> Job
Convert the data below into a Markdown table with the columns Row and Line. Start at the beginning of the data, end with the line that contains "Give the mask", put a row number under Row and the line's text under Line, and leave out blank lines.

-- BEGIN Records shown --

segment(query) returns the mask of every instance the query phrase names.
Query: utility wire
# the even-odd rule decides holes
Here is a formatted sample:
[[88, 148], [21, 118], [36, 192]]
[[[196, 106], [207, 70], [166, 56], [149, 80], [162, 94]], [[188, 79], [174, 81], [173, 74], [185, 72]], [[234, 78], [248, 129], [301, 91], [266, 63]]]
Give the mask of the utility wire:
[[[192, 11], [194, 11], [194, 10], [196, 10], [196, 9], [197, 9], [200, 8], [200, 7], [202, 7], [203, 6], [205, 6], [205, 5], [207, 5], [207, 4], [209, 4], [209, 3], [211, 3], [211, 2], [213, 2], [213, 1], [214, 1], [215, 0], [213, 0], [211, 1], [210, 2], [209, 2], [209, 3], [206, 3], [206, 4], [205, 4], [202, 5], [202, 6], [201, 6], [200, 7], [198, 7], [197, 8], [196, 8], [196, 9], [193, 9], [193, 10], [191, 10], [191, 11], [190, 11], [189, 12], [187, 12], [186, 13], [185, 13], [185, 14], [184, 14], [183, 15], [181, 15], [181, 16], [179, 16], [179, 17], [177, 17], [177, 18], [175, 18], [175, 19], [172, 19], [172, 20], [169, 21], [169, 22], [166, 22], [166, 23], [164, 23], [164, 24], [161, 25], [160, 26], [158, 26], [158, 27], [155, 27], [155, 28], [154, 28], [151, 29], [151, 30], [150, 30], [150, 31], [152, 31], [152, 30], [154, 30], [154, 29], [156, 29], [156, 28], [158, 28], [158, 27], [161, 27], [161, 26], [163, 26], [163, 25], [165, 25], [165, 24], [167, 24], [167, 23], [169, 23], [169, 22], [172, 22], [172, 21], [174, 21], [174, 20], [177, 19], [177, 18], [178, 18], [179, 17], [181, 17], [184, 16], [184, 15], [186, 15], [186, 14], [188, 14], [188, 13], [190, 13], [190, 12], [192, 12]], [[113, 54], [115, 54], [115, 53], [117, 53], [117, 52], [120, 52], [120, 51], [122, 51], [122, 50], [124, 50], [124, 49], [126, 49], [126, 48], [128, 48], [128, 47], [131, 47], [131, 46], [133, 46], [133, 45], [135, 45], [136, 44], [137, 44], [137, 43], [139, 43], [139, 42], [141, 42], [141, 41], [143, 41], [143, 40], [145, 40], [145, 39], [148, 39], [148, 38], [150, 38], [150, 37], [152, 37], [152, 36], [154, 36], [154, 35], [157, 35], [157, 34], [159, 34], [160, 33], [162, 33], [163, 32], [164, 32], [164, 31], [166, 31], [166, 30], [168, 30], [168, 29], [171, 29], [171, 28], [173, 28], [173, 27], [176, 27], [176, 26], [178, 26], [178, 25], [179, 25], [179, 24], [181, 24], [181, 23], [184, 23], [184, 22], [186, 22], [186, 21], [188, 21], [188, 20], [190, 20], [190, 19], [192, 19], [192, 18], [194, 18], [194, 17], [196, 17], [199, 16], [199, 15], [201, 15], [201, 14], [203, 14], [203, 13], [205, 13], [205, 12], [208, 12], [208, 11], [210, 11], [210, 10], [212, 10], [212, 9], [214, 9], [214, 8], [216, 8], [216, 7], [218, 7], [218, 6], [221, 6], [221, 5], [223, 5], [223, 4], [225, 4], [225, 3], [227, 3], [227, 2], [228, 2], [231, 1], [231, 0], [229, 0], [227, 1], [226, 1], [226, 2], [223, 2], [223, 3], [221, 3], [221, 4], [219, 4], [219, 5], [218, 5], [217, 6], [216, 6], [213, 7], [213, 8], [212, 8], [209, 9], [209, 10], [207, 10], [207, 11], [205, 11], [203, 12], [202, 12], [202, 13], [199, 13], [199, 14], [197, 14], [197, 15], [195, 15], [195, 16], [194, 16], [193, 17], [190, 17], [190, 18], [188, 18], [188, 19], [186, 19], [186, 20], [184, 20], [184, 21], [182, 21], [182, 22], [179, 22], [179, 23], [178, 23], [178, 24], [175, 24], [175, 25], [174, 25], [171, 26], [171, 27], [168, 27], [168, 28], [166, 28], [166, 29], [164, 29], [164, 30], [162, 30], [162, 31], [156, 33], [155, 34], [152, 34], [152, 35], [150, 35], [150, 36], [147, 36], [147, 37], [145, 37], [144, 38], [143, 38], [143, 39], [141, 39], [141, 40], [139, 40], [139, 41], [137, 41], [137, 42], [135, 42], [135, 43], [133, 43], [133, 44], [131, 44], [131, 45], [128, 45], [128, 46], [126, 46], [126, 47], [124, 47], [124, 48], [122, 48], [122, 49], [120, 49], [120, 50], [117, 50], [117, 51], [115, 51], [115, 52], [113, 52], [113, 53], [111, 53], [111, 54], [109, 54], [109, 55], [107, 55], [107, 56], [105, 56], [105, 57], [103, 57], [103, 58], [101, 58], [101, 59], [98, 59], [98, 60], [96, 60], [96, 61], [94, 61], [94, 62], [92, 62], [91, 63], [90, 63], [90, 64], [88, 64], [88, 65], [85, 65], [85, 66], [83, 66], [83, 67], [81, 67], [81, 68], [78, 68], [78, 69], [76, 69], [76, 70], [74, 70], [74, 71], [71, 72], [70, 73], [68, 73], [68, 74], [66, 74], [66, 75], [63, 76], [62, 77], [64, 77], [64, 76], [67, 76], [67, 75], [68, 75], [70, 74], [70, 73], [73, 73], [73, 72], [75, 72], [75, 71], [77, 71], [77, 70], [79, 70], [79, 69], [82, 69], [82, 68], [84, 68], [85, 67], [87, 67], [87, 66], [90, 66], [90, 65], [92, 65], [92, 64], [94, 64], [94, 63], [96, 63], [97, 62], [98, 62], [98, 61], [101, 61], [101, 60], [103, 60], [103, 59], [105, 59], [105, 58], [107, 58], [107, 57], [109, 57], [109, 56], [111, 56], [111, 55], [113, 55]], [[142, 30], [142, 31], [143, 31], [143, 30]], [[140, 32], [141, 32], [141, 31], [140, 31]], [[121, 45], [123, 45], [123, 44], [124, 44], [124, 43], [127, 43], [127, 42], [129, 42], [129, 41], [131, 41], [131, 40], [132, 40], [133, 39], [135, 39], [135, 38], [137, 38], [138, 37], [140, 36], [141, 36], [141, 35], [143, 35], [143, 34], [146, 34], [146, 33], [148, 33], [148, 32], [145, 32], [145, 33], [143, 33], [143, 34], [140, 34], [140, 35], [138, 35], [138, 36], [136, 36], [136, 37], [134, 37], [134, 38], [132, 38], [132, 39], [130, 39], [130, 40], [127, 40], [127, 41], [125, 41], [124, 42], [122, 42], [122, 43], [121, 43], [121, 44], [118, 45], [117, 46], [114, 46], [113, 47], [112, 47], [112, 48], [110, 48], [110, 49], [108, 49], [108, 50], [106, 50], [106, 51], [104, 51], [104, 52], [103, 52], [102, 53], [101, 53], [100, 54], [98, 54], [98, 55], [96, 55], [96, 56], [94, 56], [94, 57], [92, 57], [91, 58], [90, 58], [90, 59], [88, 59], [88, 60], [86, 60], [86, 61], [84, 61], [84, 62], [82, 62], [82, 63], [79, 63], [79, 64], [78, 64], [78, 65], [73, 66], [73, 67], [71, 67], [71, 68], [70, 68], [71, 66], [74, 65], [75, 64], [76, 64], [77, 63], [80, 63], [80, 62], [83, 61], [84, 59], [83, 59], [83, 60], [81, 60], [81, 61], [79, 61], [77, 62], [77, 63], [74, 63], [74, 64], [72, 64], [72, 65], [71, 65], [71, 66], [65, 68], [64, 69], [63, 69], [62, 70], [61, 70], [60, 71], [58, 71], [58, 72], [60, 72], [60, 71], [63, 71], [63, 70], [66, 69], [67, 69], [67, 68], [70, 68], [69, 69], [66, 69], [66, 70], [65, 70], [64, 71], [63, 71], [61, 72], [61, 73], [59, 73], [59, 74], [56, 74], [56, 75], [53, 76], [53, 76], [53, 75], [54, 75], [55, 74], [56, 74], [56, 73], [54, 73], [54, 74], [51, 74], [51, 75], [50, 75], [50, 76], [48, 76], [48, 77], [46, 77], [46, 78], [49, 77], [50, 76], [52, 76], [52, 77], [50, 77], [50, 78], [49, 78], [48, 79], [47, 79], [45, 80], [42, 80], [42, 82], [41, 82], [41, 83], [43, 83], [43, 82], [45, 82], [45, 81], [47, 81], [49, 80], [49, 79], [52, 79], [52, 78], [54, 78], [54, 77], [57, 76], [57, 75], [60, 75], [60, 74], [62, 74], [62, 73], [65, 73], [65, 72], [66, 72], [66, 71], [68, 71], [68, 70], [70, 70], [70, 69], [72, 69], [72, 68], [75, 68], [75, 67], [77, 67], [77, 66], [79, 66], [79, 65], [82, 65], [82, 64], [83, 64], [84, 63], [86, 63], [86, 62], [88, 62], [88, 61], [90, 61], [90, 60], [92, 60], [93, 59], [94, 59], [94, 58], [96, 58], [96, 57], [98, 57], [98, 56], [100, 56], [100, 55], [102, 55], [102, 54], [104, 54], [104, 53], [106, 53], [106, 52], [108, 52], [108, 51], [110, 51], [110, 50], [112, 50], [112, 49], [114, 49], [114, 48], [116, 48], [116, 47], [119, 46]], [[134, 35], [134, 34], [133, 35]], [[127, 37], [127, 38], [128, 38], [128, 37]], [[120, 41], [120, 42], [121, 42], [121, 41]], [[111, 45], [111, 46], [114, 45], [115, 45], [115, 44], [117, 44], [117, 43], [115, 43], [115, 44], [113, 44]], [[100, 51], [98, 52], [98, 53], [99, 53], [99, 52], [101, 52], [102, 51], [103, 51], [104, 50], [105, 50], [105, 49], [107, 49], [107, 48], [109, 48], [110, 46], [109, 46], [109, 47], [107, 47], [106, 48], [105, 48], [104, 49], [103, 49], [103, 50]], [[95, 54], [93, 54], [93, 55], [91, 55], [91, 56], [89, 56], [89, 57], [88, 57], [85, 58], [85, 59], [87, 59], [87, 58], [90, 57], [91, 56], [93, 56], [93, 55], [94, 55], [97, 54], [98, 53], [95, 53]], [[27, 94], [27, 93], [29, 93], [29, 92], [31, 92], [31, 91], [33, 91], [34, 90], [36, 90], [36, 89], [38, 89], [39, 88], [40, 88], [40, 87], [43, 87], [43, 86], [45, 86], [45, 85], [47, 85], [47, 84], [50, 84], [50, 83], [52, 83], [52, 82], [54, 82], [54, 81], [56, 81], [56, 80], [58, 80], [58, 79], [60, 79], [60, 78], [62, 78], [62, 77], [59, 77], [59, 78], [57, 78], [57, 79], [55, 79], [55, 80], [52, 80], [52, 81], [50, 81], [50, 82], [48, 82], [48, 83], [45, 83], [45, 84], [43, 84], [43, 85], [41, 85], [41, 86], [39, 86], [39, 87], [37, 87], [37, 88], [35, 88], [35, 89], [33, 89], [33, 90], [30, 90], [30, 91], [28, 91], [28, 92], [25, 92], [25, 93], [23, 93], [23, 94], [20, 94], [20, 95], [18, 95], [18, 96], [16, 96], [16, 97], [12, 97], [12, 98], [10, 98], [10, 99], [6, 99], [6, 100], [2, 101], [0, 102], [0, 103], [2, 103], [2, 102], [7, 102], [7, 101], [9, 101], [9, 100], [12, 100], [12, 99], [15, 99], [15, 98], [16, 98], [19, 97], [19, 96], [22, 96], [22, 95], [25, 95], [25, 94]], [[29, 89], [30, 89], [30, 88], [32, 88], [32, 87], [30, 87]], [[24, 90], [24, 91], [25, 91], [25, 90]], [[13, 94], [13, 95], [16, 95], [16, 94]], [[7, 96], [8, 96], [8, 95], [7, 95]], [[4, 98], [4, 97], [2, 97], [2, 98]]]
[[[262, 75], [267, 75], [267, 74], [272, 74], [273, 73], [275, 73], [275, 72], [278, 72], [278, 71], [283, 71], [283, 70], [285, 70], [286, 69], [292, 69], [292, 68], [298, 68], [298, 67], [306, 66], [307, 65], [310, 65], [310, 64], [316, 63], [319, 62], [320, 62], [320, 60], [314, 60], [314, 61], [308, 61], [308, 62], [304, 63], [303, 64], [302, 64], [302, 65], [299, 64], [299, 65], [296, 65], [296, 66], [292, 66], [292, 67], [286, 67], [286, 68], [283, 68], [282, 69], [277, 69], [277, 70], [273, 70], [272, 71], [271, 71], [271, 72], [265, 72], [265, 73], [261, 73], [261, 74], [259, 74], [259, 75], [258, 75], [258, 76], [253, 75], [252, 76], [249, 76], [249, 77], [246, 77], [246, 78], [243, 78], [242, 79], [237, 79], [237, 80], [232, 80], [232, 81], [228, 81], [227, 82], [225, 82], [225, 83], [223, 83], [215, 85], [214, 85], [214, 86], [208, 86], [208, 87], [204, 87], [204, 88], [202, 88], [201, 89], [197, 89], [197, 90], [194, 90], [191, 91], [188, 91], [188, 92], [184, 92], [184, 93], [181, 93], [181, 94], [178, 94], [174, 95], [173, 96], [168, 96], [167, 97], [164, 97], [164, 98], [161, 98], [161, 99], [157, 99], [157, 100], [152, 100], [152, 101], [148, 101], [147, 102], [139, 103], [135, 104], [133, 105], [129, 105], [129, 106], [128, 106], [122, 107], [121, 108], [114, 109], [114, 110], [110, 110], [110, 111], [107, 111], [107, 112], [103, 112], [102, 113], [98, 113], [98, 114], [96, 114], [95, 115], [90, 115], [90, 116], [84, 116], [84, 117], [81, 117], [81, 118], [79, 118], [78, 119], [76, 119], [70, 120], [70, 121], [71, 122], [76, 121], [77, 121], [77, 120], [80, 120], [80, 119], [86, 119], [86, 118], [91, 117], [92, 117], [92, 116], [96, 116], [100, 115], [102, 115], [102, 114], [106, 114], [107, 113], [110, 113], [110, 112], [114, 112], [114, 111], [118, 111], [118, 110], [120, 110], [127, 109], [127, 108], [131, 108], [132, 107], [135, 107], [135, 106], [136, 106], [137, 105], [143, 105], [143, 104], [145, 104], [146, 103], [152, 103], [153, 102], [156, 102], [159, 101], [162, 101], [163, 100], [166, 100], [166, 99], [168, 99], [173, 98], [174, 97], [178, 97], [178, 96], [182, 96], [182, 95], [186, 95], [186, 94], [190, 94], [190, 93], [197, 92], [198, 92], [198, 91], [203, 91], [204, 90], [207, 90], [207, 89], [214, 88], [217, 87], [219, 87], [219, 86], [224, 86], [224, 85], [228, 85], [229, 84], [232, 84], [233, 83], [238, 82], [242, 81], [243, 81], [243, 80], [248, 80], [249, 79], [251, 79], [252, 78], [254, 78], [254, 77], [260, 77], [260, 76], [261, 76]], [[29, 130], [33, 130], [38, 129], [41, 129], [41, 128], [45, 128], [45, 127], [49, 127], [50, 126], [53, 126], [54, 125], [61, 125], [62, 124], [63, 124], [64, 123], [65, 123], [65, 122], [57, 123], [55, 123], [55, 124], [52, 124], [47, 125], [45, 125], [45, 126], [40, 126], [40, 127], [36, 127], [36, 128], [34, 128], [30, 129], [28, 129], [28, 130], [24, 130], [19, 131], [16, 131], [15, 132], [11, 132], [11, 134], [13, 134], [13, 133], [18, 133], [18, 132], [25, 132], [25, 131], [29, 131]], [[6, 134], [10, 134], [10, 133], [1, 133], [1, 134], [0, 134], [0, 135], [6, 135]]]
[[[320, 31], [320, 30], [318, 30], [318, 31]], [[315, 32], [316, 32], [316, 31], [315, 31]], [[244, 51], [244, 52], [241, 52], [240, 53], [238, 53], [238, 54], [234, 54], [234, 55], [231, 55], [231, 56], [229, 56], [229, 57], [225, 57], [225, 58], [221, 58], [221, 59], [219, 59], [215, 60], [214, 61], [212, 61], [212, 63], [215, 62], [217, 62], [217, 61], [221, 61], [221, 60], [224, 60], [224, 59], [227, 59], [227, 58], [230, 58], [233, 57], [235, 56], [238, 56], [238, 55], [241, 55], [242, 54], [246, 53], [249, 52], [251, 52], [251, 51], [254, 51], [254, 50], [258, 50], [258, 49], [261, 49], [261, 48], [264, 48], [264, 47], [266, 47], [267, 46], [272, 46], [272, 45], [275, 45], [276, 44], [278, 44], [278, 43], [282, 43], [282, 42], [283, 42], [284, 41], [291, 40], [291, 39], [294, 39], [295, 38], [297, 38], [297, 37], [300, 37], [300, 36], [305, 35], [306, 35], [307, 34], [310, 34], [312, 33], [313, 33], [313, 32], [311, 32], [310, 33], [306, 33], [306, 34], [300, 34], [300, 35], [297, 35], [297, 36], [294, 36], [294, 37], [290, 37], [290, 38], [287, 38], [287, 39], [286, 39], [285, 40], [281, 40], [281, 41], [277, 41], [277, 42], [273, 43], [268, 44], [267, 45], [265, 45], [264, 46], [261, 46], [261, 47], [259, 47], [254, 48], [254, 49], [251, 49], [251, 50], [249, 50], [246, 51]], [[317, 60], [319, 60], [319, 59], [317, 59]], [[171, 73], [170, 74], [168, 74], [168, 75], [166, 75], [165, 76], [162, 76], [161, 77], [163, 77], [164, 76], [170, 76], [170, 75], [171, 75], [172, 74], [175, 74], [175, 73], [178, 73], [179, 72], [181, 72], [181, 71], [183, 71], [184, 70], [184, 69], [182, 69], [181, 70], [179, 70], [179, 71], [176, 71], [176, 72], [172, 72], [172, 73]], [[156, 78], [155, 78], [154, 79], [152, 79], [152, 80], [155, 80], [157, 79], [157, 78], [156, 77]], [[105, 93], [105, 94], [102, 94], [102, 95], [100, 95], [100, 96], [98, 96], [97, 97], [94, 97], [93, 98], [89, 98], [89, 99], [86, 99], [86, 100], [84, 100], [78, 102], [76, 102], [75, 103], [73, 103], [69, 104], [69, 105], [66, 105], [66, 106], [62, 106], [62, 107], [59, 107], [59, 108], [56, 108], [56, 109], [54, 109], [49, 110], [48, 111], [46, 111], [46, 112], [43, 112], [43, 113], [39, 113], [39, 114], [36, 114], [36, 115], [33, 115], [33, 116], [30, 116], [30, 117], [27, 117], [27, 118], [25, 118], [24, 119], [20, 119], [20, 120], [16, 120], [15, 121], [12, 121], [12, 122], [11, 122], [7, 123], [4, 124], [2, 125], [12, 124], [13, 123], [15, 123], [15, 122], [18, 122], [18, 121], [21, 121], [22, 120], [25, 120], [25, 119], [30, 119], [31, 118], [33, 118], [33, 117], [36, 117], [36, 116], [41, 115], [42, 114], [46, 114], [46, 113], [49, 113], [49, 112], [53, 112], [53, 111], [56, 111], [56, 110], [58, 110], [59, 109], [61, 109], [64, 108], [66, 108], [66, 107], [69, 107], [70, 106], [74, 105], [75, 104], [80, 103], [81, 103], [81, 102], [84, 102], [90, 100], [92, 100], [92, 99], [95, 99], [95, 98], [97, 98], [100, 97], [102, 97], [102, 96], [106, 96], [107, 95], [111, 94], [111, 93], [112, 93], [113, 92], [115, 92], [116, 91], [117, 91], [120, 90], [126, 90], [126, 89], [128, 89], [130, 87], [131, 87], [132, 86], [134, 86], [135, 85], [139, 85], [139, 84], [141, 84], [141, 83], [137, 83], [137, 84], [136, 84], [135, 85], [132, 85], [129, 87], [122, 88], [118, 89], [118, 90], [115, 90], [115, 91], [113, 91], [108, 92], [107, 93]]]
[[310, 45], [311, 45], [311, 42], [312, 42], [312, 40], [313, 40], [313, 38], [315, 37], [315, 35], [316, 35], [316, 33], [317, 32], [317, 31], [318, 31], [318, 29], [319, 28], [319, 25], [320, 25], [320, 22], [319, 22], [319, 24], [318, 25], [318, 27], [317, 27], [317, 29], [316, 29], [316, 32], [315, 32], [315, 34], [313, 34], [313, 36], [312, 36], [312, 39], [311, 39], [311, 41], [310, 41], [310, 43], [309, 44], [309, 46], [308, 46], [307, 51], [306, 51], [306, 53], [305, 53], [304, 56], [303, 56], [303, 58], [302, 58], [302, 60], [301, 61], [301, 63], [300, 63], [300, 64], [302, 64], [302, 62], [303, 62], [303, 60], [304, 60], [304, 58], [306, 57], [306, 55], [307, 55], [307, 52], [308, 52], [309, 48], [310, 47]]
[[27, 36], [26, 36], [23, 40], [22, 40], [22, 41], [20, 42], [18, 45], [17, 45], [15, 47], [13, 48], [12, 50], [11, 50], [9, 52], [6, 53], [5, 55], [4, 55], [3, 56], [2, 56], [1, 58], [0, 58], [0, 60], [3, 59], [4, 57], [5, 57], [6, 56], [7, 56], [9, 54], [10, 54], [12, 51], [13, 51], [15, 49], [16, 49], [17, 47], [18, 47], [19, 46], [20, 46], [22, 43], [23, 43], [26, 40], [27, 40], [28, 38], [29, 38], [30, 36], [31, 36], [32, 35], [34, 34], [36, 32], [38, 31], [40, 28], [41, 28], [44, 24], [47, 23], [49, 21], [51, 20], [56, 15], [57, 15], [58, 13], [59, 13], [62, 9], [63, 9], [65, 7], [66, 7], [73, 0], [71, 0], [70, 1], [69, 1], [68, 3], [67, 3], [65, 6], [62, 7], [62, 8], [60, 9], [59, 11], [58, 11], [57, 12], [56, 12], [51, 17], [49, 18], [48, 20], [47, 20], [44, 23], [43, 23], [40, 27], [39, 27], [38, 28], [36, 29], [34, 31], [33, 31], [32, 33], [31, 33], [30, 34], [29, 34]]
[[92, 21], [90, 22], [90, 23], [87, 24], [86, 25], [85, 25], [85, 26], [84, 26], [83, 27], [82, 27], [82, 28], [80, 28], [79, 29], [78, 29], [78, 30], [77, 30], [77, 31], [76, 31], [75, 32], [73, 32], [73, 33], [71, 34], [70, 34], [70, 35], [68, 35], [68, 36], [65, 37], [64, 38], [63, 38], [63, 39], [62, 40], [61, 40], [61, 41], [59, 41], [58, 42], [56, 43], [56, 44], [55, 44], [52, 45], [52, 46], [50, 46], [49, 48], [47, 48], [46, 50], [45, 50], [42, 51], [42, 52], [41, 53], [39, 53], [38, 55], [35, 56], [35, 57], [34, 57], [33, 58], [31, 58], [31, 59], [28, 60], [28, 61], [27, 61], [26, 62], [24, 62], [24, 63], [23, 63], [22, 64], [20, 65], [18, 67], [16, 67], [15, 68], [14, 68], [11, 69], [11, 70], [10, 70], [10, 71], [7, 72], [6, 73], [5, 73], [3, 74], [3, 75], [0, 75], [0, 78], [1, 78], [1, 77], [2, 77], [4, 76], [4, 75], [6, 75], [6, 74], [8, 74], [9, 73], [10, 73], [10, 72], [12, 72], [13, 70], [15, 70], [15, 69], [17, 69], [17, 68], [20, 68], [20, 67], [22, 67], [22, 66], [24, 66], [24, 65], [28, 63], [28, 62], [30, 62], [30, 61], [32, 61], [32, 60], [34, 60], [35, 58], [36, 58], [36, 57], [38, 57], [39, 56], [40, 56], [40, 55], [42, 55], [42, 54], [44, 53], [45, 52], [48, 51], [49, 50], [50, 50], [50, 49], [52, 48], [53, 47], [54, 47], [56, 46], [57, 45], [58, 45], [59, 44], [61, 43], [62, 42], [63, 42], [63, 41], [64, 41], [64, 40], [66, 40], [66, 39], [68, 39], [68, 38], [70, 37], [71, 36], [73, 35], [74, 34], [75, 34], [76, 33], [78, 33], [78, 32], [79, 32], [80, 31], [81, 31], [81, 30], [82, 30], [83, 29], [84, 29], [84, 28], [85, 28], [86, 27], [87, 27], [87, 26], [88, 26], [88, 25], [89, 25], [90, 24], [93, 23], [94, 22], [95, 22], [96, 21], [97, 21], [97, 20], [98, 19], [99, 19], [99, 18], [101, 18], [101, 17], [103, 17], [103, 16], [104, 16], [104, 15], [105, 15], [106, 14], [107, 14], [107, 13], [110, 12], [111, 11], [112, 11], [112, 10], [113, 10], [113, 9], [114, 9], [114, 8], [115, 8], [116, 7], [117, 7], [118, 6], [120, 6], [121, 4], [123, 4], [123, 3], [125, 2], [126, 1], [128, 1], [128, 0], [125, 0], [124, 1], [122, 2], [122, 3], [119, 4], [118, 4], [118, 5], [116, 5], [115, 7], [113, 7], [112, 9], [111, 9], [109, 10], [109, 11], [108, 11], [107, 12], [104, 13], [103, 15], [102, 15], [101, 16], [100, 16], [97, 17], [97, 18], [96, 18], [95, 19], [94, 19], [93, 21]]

-- END Records shown --

> Exercise output
| Row | Line |
|---|---|
| 1 | segment(query) returns the mask of every instance the query phrase names. |
| 2 | Query: utility wire |
| 3 | # the even-odd rule decides holes |
| 4 | Here is a formatted sample: |
| 5 | [[88, 148], [21, 118], [36, 192]] |
| 6 | [[[196, 106], [207, 70], [166, 56], [149, 80], [162, 94]], [[188, 79], [174, 81], [173, 74], [185, 72]], [[234, 78], [248, 129], [301, 91], [266, 63]]] |
| 7 | Give the mask of the utility wire: |